For the data below, work out the number of lines containing the string "detect" and answer with that number only.

[Records excerpted from a collection]
※
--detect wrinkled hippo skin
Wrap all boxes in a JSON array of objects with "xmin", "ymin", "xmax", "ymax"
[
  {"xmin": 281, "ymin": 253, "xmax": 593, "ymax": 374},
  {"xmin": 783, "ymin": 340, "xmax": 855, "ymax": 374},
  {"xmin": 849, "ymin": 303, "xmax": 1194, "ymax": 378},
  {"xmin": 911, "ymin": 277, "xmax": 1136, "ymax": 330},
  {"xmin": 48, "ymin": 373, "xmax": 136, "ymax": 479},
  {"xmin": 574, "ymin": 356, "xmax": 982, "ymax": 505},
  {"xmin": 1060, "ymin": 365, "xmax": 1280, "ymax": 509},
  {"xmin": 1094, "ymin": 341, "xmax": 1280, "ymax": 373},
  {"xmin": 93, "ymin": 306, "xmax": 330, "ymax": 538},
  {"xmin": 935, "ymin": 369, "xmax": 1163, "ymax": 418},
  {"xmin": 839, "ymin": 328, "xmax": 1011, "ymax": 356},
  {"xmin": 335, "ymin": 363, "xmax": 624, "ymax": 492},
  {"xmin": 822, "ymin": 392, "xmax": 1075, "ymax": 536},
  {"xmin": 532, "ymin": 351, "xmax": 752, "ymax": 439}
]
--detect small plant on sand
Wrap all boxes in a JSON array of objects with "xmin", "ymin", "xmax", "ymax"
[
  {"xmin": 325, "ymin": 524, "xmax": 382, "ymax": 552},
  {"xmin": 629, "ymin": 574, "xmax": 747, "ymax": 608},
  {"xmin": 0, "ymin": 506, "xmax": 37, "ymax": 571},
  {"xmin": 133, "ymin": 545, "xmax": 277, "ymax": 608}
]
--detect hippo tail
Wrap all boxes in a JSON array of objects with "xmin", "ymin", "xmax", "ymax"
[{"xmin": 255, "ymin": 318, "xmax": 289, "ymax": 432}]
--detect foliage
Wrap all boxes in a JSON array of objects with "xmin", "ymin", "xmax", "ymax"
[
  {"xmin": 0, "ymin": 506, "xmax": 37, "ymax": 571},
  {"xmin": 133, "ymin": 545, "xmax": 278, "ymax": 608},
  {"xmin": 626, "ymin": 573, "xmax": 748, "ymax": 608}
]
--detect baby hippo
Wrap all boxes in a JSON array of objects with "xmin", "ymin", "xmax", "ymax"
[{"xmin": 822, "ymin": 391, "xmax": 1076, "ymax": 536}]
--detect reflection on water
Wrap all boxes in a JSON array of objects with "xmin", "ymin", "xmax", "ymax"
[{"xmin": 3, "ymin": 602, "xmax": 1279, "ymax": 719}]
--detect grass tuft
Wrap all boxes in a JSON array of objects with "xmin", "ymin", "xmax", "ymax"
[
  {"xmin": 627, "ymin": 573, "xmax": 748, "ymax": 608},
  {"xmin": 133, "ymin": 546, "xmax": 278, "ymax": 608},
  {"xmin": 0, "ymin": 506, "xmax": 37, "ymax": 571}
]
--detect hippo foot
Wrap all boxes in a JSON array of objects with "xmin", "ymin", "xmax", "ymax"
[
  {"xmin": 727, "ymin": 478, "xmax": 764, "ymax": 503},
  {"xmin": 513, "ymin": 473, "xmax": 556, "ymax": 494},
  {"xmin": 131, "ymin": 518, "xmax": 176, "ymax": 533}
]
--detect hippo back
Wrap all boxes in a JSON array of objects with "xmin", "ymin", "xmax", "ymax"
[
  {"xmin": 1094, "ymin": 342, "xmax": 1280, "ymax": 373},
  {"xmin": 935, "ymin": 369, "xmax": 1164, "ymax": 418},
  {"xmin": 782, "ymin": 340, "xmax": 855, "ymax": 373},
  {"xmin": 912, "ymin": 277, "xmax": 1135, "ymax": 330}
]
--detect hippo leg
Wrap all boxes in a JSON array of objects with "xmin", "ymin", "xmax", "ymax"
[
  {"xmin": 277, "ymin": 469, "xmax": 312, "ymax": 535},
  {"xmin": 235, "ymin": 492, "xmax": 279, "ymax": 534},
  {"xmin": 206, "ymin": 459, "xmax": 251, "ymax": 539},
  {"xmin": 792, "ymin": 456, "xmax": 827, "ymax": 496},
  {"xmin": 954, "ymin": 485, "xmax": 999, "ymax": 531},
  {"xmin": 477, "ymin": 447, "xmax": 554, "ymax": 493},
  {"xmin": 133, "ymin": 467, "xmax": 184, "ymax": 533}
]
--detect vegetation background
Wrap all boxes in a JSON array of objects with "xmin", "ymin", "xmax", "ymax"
※
### Output of the task
11